::: TEKSTGEDEELTE :::
Molen De Valk
Al ver voor de oorlog was de stellingkorenmolen De Valk (gebouwd in 1743) in staat van verval en hard aan restauratie toe. Gemaald werd al niet meer op windkracht, maar op elektriciteit. Er was alleen een klein probleem: wie was de eigenaar van de grond en van de molen? De gemeente en de erven van de laatste molenaar Van Rhijn (de weduwe Van Rhijn was overleden in 1932) konden het er niet over eens worden en zo kwam het tot een juridische procedure. Op 21 april 1941 diende de zaak voor de rechtbank te Den Haag. Alle oude overeenkomsten met de molenaars werden uitgeplozen en voor de gemeente stond het vast, dat zij de eigenares was van de grond en de molen. Nadat eerst nog een expert was ingeschakeld om de waarde van de molen te bepalen deed de rechtbank op 7 mei 1942 uitspraak ten gunste van de gemeente Leiden. Om de ontruiming door de verliezende partij te bespoedigen werd er een overeenkomst gesloten over een vergoeding door de gemeente te betalen aan de erven. Tevens werd een bedrag van fl. 2600 vrijgemaakt om noodmaatregelen te treffen. De molen was al zover in verval dat er een gevaarlijke situatie voor de omgeving was ontstaan.
:::
OPDRACHTEN:
(1) Noem alle jaartallen en datums die in het tekstgedeelte over molen De Valk voorkomen.
(2) Waarom sloot de gemeente volgens het tekstgedeelte over molen De Valk een overeenkomst over een vergoeding aan de erven? Antwoord in één tot drie zinnen.
(3) Ga verder met de tekst over molen De Valk, te beginnen na de laatste zin.
::: GEGEVENSFRAGMENT :::
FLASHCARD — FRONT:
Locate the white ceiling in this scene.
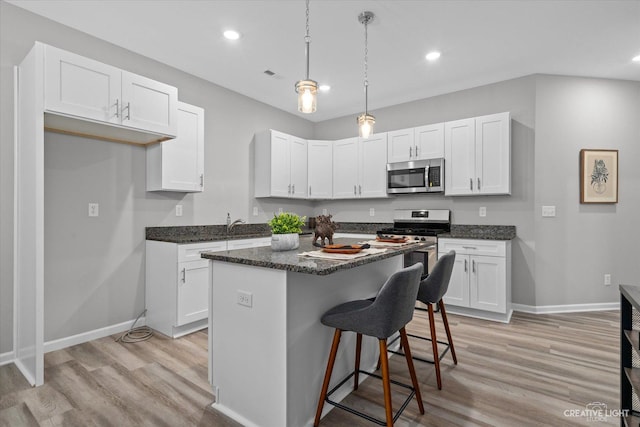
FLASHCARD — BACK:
[7,0,640,121]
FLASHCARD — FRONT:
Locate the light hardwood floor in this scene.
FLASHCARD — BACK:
[0,311,620,427]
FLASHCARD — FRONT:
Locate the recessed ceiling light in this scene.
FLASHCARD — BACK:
[426,51,440,61]
[222,30,240,40]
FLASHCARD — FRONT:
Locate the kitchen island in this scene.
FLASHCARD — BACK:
[202,236,424,427]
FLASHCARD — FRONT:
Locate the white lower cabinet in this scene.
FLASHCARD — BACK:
[145,240,227,338]
[438,238,512,322]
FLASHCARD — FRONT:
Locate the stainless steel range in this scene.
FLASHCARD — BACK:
[377,209,451,275]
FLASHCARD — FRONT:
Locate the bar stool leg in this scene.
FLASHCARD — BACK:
[427,304,442,390]
[438,300,458,365]
[379,339,393,427]
[313,329,342,427]
[353,334,362,391]
[400,328,424,414]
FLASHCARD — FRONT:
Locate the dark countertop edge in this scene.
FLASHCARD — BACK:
[201,244,429,276]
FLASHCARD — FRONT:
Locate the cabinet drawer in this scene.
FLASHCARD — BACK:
[438,239,507,257]
[178,240,227,262]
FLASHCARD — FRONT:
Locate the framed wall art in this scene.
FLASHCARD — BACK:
[580,149,618,203]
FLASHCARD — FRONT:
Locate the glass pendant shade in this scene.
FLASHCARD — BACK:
[296,80,318,114]
[358,113,376,139]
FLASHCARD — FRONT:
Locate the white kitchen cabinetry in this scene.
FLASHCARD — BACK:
[307,141,333,199]
[44,45,178,144]
[145,240,227,338]
[445,112,511,196]
[255,130,307,199]
[387,123,444,163]
[333,133,387,199]
[438,238,512,322]
[147,102,204,192]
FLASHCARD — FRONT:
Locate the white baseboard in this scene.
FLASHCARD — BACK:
[511,302,620,314]
[0,351,16,366]
[44,317,146,353]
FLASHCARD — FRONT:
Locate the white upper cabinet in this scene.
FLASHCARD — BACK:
[254,130,307,199]
[44,46,178,144]
[307,141,333,199]
[445,112,511,196]
[333,133,387,199]
[387,123,444,163]
[147,102,204,192]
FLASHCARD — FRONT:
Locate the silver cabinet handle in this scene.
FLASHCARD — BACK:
[122,102,131,120]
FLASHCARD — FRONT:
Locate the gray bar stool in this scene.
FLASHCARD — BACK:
[389,251,458,390]
[313,263,424,427]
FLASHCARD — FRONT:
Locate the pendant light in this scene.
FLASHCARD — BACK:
[296,0,318,114]
[358,11,376,139]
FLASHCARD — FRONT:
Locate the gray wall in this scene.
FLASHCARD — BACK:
[0,0,640,354]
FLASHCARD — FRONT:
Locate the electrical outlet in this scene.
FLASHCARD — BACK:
[238,290,253,307]
[89,203,100,216]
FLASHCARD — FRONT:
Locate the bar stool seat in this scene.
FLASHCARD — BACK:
[314,263,424,427]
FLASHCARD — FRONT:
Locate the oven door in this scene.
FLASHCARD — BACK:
[404,245,438,279]
[387,160,429,194]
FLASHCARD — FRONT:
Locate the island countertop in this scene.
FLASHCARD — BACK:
[201,236,430,276]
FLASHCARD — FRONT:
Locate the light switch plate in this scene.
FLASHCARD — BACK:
[542,206,556,218]
[89,203,100,216]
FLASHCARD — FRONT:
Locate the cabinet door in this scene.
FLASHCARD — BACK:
[440,253,469,307]
[147,102,204,192]
[444,119,476,196]
[475,113,511,194]
[176,259,209,326]
[268,131,291,197]
[469,256,507,313]
[387,128,416,163]
[307,141,333,199]
[289,136,307,199]
[414,123,444,160]
[358,133,387,197]
[121,71,178,137]
[44,46,122,124]
[333,137,358,199]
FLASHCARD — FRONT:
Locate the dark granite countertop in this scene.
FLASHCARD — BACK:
[438,224,516,240]
[146,222,393,244]
[202,235,428,276]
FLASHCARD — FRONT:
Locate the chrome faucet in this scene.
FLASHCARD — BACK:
[227,219,245,233]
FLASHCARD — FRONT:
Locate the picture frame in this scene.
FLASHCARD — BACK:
[580,148,618,203]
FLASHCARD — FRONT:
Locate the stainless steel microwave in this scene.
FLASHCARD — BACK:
[387,159,444,194]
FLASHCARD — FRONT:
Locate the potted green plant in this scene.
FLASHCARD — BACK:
[268,212,306,251]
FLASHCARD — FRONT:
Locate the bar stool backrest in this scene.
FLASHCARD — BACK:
[418,251,456,304]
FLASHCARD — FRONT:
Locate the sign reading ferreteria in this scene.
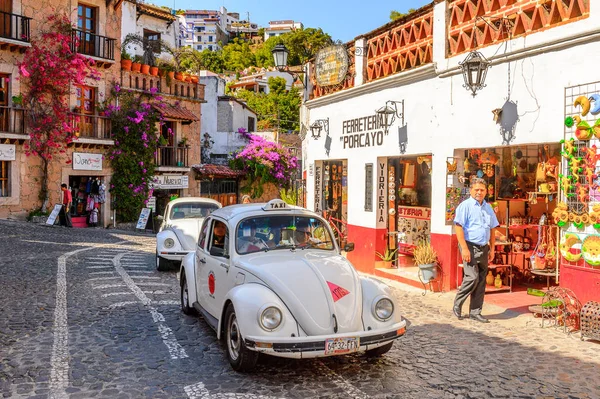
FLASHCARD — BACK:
[340,114,386,149]
[0,144,17,161]
[151,175,189,189]
[315,45,348,86]
[73,152,102,170]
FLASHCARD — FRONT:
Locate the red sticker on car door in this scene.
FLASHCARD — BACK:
[327,281,350,302]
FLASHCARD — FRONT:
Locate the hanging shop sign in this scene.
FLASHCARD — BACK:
[315,45,348,86]
[73,152,102,170]
[375,158,388,229]
[0,144,16,161]
[340,114,387,149]
[152,175,188,189]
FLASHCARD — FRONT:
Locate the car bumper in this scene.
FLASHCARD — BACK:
[245,319,410,358]
[158,251,193,262]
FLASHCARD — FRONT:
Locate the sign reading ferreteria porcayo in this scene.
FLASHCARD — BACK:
[340,114,386,149]
[315,45,348,86]
[73,152,102,170]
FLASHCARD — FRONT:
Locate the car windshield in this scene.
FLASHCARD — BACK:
[236,215,334,255]
[169,202,219,220]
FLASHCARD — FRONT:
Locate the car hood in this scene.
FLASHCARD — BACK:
[239,249,363,335]
[165,218,204,250]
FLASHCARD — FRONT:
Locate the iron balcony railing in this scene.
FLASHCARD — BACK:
[0,11,31,43]
[154,146,189,168]
[0,106,26,134]
[71,29,115,60]
[69,112,111,139]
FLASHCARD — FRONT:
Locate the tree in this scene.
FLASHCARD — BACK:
[17,14,100,212]
[390,8,416,21]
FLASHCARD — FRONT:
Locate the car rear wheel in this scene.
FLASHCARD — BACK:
[225,304,258,371]
[367,341,394,357]
[180,271,196,316]
[156,252,170,272]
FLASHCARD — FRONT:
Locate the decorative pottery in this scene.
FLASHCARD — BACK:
[558,233,581,262]
[581,234,600,267]
[485,270,494,285]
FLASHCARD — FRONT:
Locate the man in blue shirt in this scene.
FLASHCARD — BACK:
[452,178,499,323]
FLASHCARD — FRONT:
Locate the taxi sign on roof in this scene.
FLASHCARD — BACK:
[263,198,290,211]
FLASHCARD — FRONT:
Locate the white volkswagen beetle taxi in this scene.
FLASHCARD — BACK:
[156,197,221,271]
[180,200,407,371]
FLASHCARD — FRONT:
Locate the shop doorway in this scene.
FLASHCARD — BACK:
[386,155,431,267]
[69,176,106,227]
[317,159,348,247]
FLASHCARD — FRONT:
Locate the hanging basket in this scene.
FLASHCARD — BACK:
[419,263,437,284]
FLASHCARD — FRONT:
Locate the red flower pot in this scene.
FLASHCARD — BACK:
[121,60,132,71]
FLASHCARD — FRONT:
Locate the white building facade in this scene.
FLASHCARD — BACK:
[301,0,600,300]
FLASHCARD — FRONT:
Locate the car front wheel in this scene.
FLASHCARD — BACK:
[225,304,258,371]
[156,252,170,272]
[367,341,394,357]
[181,271,196,316]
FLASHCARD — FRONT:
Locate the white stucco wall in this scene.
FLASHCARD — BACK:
[121,1,179,58]
[308,0,600,238]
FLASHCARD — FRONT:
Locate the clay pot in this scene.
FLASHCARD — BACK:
[121,60,132,71]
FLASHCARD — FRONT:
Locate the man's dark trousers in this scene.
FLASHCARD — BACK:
[454,241,490,316]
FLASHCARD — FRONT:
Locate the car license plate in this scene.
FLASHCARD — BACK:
[325,337,360,355]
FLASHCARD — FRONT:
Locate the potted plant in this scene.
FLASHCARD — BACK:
[375,248,398,268]
[121,48,133,71]
[413,241,437,283]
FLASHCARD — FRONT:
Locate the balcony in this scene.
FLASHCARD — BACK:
[0,11,31,52]
[71,29,115,68]
[121,71,204,102]
[154,146,189,169]
[69,112,112,144]
[0,106,29,142]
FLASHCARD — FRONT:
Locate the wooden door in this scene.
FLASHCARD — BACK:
[0,0,12,38]
[77,4,96,55]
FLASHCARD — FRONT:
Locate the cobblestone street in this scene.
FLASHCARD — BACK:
[0,221,600,398]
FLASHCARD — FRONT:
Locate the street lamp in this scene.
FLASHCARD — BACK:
[310,118,329,140]
[271,44,306,89]
[375,100,404,134]
[459,51,491,97]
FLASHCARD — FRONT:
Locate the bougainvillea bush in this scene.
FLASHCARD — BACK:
[17,14,100,212]
[105,84,164,222]
[230,129,298,198]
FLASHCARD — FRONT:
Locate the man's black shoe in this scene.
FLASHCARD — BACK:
[452,306,462,320]
[469,314,490,323]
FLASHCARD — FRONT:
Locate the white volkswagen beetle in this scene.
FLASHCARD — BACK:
[180,200,407,371]
[156,197,221,271]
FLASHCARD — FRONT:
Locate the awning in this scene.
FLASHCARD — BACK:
[192,163,246,179]
[154,104,200,122]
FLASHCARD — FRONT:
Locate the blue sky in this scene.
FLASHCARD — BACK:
[148,0,431,42]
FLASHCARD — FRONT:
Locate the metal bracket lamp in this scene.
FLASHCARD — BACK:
[375,100,404,134]
[310,118,329,140]
[271,44,306,89]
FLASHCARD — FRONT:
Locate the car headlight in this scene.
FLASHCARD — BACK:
[163,238,175,249]
[373,298,394,321]
[260,306,283,330]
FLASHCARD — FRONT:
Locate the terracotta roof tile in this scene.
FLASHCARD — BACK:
[154,104,200,122]
[192,163,246,177]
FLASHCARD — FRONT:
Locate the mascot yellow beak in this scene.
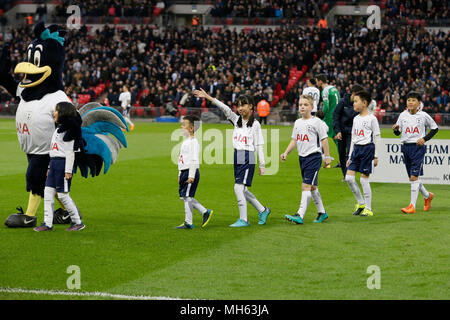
:::
ANTWOORDEN:
(1) 1743, 1932, 21 april 1941 en 7 mei 1942.

(2) De gemeente wilde de ontruiming door de verliezende partij, de erven van molenaar Van Rhijn, bespoedigen. Daarom werd afgesproken dat de gemeente de erven een vergoeding zou betalen.

(3)
Eind maart 1943 werd een aanvang genomen met de werkzaamheden en werden de restanten van de wieken afgenomen. In een eerdere versie van dit artikel werd gesproken over restauratie, maar dat is een beetje overdreven. Zo werd het 200-jarig bestaan in oktober 1943 een beetje in mineur herdacht. De jarige zag er niet bepaald florissant uit.
In 1944 werd de molen door de Duitsers gezien als een militair object, aangezien een molen een uitstekende waarnemingspost was. De omgang werd verwijderd en aan de voet van de molen werden loopgraven en een mitrailleurnest aangelegd.
Tegen het einde van de oorlog woonde er een Joodse onderduiker, Marcel Keezer.